(Provided passage):

━━━━━━

Ilex cornuta, commonly known as Chinese holly or horned holly, is a slow-growing, densely foliaged evergreen shrub in the Aquifoliaceae plant family. It is native to eastern China and Korea and attains a height of about 3 metres. The leaves are usually 5-spined (sometimes 4), between 3.5 cm and 10 cm long, oblong and entire. The fruits are red berries, which are larger than those of the European Holly (Ilex aquifolium).

Ilex cornuta is valued horticulturally for its attractive and distinctive rectangular foliage and for its large red berries. Several cultivars and hybrids have been introduced by the horticultural trade, including 'Burfordii' (compact and free-fruiting), 'Dazzler' (large fruits), 'Dwarf Burfordii' (particularly compact), and 'Nellie R. Stevens' (a hybrid with I. aquifolium, very free-fruiting).

Ilex cornuta and its cultivars will tolerate a wide variety of soils and will grow in sun or shade.

== Description ==
Ilex cornuta is a broadleaf evergreen shrub that can grow up to 2.5 metres (8 ft) tall. It has been recorded as growing up to 7.6 metres (25 ft) tall. Leaves are rectangular that have 4 to 5 spines on the leaf margin. The glossy and leathery leaves are simple and alternate on the stem. Flowers begin to bloom during the early spring and are a dull white color and have a fragrance. The flowers produce red berries that ripen in early fall.

The bark is a light gray color and smooth. As it grows, the bark turns into a finely flaky appearance. The stem of Ilex cornuta is either green or a red to burgundy color depending on the season. The green stems turn slightly more red during the winter months.

Ilex cornuta is dioecious, meaning the flowers found on the shrub are either female or male. Male and female flowers are not found together on the same plant, so the plant is not self-fertile, it takes a male and a female plant to reproduce.

== Distribution and habitat ==
Ilex cornuta is native to the central and southeastern parts of China, Hainan, and Korea. Ilex cornuta was introduced to the United States and is currently considered invasive. It has been observed naturalized in the eastern United States, found most prominently in North Carolina, Alabama, and Kentucky.

Ilex cornuta is tolerant of most soils except those that are poorly drained. It can be grown in partial and full sun and is tolerant of the heat and humidity. The shrub can be found between 150 and 600 meters elevation and along mountain ridges that have full sun.

== Landscape uses==
Ilex cornuta is used for winter interest and drought tolerant gardens, as barriers, for privacy, and hedges. The Chinese holly can attract bees, other pollinators, songbirds, and specialized bees. The biggest problem with Chinese holly in the landscape are its spines.

== Conservation status ==
According to the IUCN red list, the Ilex cornuta is of least concern. Its population trend is considered stable during the last assessment in 2018.

━━━━━━

(Prompt): Please write out the holly passage word for word from "Ilex cornuta, commonly" up to and including "aquifolium, very free-fruiting).". The records come from a separate source and are unrelated to the holly passage.

(Dataset):
━━━━━━

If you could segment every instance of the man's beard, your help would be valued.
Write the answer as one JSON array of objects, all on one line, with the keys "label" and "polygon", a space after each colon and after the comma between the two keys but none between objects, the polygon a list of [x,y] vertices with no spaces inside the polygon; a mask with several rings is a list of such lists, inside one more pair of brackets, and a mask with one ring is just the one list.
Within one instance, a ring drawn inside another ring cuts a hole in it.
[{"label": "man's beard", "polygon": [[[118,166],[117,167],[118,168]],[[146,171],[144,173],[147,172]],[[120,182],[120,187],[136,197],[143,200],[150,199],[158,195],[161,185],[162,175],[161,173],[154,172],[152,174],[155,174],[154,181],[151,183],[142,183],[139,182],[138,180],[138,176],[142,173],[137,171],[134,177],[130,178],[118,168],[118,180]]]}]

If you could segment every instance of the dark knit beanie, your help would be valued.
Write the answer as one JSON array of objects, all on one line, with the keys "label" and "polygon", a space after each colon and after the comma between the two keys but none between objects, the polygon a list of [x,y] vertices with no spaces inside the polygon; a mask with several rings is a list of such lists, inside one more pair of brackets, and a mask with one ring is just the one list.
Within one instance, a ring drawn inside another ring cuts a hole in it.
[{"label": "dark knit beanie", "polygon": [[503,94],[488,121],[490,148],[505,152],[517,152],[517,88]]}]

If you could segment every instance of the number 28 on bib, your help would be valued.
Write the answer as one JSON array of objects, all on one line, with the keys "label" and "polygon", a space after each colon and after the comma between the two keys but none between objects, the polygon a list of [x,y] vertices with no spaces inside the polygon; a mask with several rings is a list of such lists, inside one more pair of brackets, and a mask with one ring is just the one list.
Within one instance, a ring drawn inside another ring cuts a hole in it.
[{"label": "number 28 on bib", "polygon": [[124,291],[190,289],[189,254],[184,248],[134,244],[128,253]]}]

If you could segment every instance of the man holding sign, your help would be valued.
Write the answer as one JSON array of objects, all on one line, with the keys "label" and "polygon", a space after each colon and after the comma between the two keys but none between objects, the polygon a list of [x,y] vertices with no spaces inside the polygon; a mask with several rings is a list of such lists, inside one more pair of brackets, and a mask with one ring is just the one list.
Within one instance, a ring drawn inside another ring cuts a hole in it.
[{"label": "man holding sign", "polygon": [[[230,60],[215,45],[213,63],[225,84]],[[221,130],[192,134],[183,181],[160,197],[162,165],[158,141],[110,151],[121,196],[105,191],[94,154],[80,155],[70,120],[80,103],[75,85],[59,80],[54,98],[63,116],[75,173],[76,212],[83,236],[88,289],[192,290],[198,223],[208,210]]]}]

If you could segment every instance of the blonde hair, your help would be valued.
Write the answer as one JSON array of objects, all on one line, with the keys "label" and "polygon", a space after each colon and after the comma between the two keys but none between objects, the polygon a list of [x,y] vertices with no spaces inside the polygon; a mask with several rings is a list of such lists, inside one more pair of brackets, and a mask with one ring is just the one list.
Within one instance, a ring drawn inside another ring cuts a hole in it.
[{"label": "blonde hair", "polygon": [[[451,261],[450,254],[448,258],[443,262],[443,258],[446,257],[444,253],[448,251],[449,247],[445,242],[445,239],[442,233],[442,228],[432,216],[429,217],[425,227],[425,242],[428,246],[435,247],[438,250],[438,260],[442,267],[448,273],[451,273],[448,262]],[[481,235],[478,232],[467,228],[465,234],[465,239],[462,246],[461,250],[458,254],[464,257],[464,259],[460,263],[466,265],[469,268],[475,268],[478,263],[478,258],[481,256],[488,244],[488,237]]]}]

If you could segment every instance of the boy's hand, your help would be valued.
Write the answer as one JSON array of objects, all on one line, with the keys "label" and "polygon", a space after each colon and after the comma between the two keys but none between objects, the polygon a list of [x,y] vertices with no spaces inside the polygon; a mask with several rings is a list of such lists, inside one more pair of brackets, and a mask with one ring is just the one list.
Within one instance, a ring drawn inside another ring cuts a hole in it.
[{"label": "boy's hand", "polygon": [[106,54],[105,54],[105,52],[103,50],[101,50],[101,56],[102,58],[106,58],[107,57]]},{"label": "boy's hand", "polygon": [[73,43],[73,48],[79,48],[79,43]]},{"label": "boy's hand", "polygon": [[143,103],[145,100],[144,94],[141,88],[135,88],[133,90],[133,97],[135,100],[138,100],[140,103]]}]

━━━━━━

(Response area):
Ilex cornuta, commonly known as Chinese holly or horned holly, is a slow-growing, densely foliaged evergreen shrub in the Aquifoliaceae plant family. It is native to eastern China and Korea and attains a height of about 3 metres. The leaves are usually 5-spined (sometimes 4), between 3.5 cm and 10 cm long, oblong and entire. The fruits are red berries, which are larger than those of the European Holly (Ilex aquifolium).

Ilex cornuta is valued horticulturally for its attractive and distinctive rectangular foliage and for its large red berries. Several cultivars and hybrids have been introduced by the horticultural trade, including 'Burfordii' (compact and free-fruiting), 'Dazzler' (large fruits), 'Dwarf Burfordii' (particularly compact), and 'Nellie R. Stevens' (a hybrid with I. aquifolium, very free-fruiting).